## Given passage
** BEGIN **

Federal election 2019: End in sight to long run for Bill Shorten
Ambition pulses through Bill Shorten’s veins. Yet he has often been underestimated.
In the early morning hours, Bill Shorten runs. He runs through parks and alongside rivers, through city streets and suburbs, and often with staff, fellow MPs and community leaders.
Shorten has been running his entire life. He has been running for prime minister since he was a teenager. As he runs, he sometimes allows a moment of reflection on the journey that has brought him to this threshold moment, with the prime ministership in reach.
“I’ve been interested in politics since my teenage years,” Shorten, 52, tells The Australian in an exclusive interview. “Politics was always discussed around the family dinner table. So at some point in my late teens, I thought I’d like to be prime minister.
“But when did I think I could be prime minister? That was probably the defeat of the Labor government in 2013. I thought I could actually do the job. I could do the job of uniting Labor. I could do the job of putting the policy together and getting the best out of our team.”
Shorten speaks more personally than he has so far in this election campaign — about himself, his mother and father, his blended family with Chloe Shorten, his faith, his values and what drives him.
History of ambition
He credits high school teacher Des King with opening his eyes to the formative period in Australian politics pre and post-Federation, from about 1890 to 1914, which saw the expansion of trade unionism, the formation of the Labor Party and the birth of a nation.
But his mother Ann and father Bill had already sparked his interest in history and politics in their discussions around the dinner table. He remembers handing out Labor how-to-vote cards in the mid-1970s. Shorten describes the election of the Cain government in Victoria in 1982 and the Hawke federal government in 1983 as “seminal moments” in his political awakening.
“Mum made me fall in love with history when I was four or five, and then I got interested in politics,” Shorten recalls. “Because my parents were raised in political households themselves, politics was something we did talk about. Dad worked on the waterfront and he’d come home and tell tales from life on the waterfront, so that was interesting too.”

** END **

## Entries provided
** BEGIN **

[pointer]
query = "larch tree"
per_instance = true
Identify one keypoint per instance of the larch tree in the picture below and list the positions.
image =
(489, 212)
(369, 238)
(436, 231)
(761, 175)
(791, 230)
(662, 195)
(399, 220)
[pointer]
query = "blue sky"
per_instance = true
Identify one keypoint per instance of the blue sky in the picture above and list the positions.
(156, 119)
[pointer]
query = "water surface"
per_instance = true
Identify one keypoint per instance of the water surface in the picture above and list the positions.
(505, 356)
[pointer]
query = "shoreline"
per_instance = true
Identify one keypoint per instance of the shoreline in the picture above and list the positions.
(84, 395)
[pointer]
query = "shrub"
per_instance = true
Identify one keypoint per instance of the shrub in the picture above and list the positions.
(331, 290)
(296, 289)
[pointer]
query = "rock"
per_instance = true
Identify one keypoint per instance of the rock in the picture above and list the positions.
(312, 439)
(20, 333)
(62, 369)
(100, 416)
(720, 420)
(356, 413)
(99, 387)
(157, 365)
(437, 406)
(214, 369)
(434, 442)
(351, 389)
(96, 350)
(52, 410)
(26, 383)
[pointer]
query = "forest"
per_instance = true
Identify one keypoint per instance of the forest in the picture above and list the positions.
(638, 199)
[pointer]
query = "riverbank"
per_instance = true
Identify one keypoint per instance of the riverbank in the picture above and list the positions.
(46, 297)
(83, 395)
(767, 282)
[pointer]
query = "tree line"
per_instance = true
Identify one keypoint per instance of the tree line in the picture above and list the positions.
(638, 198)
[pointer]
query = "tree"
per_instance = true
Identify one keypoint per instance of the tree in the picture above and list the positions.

** END **

## Instructions
a: Set down the part of the Bill Shorten profile starting with "History of ambition" and going on through "of a nation.", word for word.
b: Resume the Bill Shorten profile from the point where it stops.

## Results for each task
a:
History of ambition
He credits high school teacher Des King with opening his eyes to the formative period in Australian politics pre and post-Federation, from about 1890 to 1914, which saw the expansion of trade unionism, the formation of the Labor Party and the birth of a nation.

b:
Shorten was deeply upset when he was accused of omitting details about his mother’s career last week for political advantage. It prompted an emotional public response. His mother had wanted to study law but took a teacher’s scholarship because she could not afford to go to university and had to look after the family. She enrolled in law school and became a barrister later in life, something Shorten has never hidden.
Ann died in 2014 and Bill Sr died in 2000. He misses them both. When he meets somebody who knew his parents and they share a memory of something they once said or did, it is like a “gift” from the past where you can “hear them again”, he says. “It’s one of those boomerangs in time.”
A dairy farmer near Geelong told Shorten his mum was an “impressive teacher” and “a feminist before there were feminists”. His uncle George and aunt Helen recently told him his mum would be “very proud” of him.
A unionist in Perth told him his father was respected by those who worked alongside him at the docks on the Yarra River. Shorten recently met his dad’s cousin, who said his British grandmother, Betty Shorten, could not possibly comprehend that her grandson “is running for prime minister” because she grew up dirt-poor in England.
Missing parents
Shorten wishes his parents, who divorced in 1988, were still around. The marriage breakup was not easy and he was estranged from his father for many years. He has slowly come to see himself as a combination of their respective personalities, values and outlooks on life.
“My dad was a people person,” Shorten explains. “He had a massive amount of charm. I’m not sure I am fully him but I have some of that gregariousness. Mum was strong, persistent and hardworking. I really value and respect hard work. This is a truth which I’ve only been able to fully articulate in more recent times. My mum and dad were very capable people and they did accomplish good things over time. But I believe that, given different opportunities, there was so much more that they could have done. And that’s what drives me.”
Shorten does not talk much about his father, who remarried after the divorce. Shorten did not see a lot of his father in the 1990s but they did talk shortly before Bill Sr died. The Labor leader regrets not spending more time with him but explains that Ann was the “bigger influence” in his life. “I’m very proud of my father,” he says. “You grow apart when one’s parents split up.” Shorten remembers being teased about his parents while studying at Xavier College in Melbourne in the late 70s and early 80s. Few students caught the same train or tram to the less affluent suburbs in Melbourne’s southeast. He was asked why his mum never worked in the tuckshop and why she had grey hair, and why his dad had been a seafarer who worked on the blue-collar docks.
“Kids can be cruel,” he says. “It taught me that you don’t ever treat anyone as your superior or anyone as inferior.”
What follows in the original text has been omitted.